* **WRITTEN INSTRUCTION**: Retype the entries below word for word, from the start of the entries through the line that contains "725;517;962;557", including that line. Leave the pictures out.

* **DATA SHOWN**:
** start **
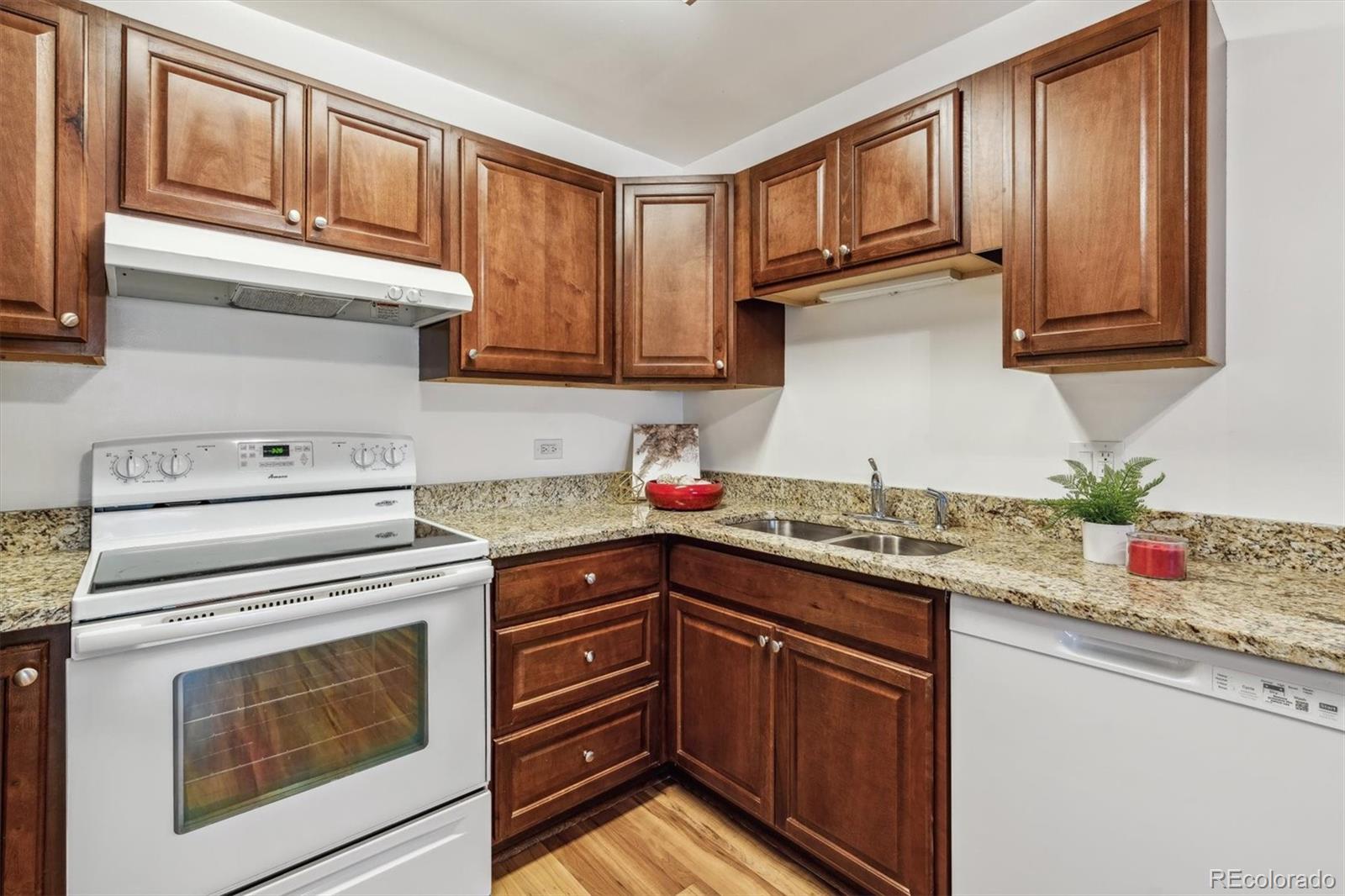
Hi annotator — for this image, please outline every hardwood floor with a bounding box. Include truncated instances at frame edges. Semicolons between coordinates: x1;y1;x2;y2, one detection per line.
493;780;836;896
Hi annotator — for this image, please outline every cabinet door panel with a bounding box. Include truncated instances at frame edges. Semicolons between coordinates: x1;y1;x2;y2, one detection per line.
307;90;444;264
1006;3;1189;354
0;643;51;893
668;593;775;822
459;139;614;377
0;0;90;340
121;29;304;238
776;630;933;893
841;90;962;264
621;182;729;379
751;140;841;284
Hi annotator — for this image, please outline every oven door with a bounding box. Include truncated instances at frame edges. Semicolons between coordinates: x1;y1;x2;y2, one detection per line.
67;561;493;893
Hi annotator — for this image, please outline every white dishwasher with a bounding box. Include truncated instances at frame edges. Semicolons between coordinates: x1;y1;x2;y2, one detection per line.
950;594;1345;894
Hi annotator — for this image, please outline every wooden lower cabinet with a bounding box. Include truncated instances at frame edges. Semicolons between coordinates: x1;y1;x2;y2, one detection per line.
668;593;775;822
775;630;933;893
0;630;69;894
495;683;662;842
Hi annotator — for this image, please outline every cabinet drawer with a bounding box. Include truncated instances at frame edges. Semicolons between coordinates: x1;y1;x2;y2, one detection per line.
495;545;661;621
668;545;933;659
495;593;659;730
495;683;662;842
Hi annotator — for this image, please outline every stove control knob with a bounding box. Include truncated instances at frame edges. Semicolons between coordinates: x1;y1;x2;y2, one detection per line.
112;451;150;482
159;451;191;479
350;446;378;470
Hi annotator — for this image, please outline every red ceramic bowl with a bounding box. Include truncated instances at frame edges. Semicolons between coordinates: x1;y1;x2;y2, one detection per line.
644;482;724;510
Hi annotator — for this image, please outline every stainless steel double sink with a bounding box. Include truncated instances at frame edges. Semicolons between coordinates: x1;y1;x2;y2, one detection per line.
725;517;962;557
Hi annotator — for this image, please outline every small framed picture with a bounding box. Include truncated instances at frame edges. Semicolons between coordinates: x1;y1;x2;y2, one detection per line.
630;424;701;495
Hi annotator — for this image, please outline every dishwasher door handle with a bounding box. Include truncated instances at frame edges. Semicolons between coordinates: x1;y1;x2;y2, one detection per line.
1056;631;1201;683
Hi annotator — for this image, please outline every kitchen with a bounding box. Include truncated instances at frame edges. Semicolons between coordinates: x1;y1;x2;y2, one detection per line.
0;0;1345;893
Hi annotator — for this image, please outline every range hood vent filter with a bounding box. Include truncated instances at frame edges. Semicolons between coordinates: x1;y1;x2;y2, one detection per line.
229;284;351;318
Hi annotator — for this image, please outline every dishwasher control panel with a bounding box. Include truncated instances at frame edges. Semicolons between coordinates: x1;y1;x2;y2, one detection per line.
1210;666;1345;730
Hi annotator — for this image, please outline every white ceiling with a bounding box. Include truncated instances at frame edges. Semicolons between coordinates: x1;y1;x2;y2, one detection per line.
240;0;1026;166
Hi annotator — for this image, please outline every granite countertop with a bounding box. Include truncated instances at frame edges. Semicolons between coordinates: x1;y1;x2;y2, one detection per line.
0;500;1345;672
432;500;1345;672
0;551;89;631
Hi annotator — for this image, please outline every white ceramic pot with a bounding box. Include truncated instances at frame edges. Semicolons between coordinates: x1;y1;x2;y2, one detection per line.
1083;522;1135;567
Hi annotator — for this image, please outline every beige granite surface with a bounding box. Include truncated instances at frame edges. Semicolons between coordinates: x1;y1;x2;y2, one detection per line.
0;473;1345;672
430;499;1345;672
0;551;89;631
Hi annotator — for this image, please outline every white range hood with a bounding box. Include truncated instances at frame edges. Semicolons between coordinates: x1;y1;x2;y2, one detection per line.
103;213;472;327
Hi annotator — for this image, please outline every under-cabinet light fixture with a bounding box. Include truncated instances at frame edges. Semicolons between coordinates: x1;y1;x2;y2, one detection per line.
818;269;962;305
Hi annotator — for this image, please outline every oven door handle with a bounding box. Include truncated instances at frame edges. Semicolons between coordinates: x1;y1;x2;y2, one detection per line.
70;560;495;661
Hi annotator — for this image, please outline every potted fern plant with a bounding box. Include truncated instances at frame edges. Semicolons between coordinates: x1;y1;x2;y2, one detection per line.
** end **
* **WORKED ANSWER**:
Hi annotator — for this image, please outline every hardwood floor with a bounding box. Include truncated instances at frame edges. Semicolons between coordinates: x1;y1;x2;y2, one detection per line.
493;780;836;896
Hi annotator — for this image, please outline every cabinet door panel with a bounding box. Include truncated instances at frame edges. Semicolons between coordinates: x1;y1;x2;y2, one detection per line.
307;90;444;264
1006;3;1189;354
0;643;51;893
668;593;775;822
459;139;614;377
0;0;90;340
121;29;304;238
776;630;933;893
841;90;962;264
621;182;729;379
751;140;841;284
Hi annotator — for this image, please outline every oven door with a bounding box. Include truncated instances at frame edges. Semicolons between coordinates: x1;y1;x2;y2, one detection per line.
67;561;493;893
Hi annotator — for this image, please outline every white dishwasher with a bounding box. Include truncated instances at frame edges. Semicolons between coordinates: x1;y1;x2;y2, one detection per line.
950;594;1345;894
Hi annotator — for this image, please outline every wooden lower cabinet with a bounding box. Include truncated instances at frame edges. Semicolons between coordinates: x1;y1;x2;y2, one detection per line.
668;593;775;822
775;630;933;893
0;630;69;894
495;683;662;842
Hi annotator — for this image, please outline every cabinet drawer with a bounding box. Include truncated instances at frame edges. Semicolons between coordinates: x1;y1;x2;y2, one detection per line.
495;545;661;621
668;545;933;659
495;593;659;730
495;683;662;842
Hi annotator — for this image, please outline every stove control knob with a bounding box. Include truncated instances at frame edges. Semicolons between coordinates: x1;y1;x2;y2, one detection per line.
112;451;150;482
159;451;191;479
350;446;378;470
Hi annotator — for this image, please outline every red ceramic bowl with a bounding box. Include truncated instances at frame edges. Semicolons between coordinates: x1;y1;x2;y2, one detection per line.
644;482;724;510
Hi annotator — for this image, please outline every stainless steel double sink with a bounding box. Include truncated instances at frame edges. Semicolons between coordinates: x1;y1;x2;y2, one detection per line.
725;517;962;557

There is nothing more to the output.